▶ **Problem to work on**
List all lines of the data containing the word "student".

[Stored entries]
--- START ---

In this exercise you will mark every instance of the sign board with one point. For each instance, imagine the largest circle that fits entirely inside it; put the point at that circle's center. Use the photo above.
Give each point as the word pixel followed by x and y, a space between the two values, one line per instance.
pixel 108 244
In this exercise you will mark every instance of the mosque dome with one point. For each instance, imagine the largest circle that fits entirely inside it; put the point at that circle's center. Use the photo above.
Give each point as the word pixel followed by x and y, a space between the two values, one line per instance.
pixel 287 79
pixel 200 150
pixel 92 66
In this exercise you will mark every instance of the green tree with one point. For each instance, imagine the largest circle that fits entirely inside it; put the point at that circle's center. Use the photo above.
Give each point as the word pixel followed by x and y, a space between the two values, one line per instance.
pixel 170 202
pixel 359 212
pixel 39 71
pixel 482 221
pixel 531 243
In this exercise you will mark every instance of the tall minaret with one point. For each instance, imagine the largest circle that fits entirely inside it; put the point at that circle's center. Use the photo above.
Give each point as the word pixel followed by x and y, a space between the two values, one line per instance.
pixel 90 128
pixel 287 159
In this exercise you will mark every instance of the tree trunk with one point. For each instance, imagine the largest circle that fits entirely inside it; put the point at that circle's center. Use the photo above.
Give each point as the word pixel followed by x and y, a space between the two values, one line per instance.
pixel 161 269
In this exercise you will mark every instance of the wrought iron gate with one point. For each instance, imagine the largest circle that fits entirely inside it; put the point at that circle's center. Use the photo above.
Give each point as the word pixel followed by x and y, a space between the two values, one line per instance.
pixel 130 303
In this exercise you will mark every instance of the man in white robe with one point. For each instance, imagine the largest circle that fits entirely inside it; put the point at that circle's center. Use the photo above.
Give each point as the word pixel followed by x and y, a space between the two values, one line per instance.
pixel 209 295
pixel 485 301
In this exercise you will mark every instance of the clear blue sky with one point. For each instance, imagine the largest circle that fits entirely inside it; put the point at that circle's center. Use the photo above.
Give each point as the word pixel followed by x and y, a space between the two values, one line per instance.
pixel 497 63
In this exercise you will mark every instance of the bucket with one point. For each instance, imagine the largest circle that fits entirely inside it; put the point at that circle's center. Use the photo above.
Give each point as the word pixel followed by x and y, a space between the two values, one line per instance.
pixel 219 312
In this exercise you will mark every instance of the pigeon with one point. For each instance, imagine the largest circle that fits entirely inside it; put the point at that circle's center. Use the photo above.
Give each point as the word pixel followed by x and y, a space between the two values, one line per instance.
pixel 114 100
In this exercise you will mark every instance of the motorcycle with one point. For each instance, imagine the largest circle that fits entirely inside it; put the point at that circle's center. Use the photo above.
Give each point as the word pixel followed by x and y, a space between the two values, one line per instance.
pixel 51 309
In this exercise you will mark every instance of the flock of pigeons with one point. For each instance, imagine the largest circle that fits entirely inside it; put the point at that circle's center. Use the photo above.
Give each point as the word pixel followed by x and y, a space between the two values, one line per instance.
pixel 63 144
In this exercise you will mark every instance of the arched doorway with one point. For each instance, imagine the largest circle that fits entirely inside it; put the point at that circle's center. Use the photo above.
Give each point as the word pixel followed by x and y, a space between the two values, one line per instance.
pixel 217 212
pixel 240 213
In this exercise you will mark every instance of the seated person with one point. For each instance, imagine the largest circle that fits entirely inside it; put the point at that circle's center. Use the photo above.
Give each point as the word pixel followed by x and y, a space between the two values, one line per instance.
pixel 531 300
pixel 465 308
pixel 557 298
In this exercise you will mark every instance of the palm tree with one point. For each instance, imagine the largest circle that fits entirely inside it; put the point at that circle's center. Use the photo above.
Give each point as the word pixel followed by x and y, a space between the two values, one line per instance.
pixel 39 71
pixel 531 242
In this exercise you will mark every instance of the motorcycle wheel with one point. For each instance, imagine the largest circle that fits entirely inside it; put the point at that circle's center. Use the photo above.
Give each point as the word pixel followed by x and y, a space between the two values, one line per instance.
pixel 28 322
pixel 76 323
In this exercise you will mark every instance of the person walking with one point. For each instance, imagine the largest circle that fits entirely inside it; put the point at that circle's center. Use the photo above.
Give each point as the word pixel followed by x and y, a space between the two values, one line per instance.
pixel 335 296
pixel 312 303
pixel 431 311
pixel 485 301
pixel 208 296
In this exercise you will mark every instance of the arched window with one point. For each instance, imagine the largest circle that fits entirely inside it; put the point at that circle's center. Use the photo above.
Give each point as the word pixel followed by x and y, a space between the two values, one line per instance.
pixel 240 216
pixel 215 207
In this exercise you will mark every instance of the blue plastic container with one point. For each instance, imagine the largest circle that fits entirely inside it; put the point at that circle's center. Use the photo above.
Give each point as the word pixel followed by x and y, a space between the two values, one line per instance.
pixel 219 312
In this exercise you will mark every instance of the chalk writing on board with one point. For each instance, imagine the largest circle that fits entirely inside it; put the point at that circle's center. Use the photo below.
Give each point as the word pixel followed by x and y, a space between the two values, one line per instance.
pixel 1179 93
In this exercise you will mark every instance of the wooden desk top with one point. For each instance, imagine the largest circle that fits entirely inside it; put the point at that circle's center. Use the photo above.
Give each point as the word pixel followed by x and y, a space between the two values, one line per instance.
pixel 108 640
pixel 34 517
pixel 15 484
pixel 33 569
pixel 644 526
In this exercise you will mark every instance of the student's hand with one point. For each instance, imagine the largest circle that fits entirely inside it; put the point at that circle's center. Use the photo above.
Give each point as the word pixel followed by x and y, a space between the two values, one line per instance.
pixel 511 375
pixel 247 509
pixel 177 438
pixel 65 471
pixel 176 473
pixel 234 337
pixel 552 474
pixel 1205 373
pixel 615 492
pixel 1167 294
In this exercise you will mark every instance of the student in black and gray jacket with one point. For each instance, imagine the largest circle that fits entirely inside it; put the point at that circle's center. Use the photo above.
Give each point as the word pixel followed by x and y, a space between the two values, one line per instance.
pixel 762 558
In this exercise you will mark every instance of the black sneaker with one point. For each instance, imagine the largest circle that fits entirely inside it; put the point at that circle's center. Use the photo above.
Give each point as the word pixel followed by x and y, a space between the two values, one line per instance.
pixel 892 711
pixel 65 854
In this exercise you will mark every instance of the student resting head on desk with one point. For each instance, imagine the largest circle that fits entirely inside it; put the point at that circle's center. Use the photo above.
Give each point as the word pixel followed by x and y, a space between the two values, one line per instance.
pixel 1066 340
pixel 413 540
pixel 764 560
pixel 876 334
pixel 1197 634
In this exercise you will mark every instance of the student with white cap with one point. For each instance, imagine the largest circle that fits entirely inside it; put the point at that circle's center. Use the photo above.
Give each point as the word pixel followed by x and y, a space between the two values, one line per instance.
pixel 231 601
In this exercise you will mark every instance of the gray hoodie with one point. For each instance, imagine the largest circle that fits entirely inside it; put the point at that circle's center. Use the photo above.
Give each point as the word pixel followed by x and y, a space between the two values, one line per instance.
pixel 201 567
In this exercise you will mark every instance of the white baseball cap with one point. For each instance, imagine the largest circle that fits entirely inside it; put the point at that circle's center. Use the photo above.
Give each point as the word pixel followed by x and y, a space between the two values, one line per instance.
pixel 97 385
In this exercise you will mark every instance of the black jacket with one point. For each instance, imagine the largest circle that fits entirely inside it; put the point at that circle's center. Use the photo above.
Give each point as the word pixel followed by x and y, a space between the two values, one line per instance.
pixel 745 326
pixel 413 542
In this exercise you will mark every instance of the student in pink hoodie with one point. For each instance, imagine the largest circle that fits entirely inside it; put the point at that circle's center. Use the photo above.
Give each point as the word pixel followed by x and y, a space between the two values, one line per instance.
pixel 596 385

--- END ---

▶ **Task answer**
In this exercise you will mark every instance of the student's hand with one point. For each instance, imagine the largest circle that fits entirely inside it; put the point at that circle's center. Use the photo above.
In this exercise you will mark every instance of the student in black and gray jacket with one point. For each instance, imagine the largest circle that fits entirely inside it; put the point at that circle's center. Use the photo above.
In this exercise you will mark every instance of the student resting head on desk with one point. For each instance, imagine the largest circle that fits entirely inside it; put the point at that circle's center. Use the photo above.
In this exercise you will mark every instance of the student with white cap with one point. For each instance, imagine the largest circle that fits entirely inside it; put the point at that circle's center. Use the photo above.
In this exercise you will mark every instance of the student in pink hoodie with one point. For each instance, imagine the largest circle that fits entirely inside it; put the point at that circle's center. Use the photo above.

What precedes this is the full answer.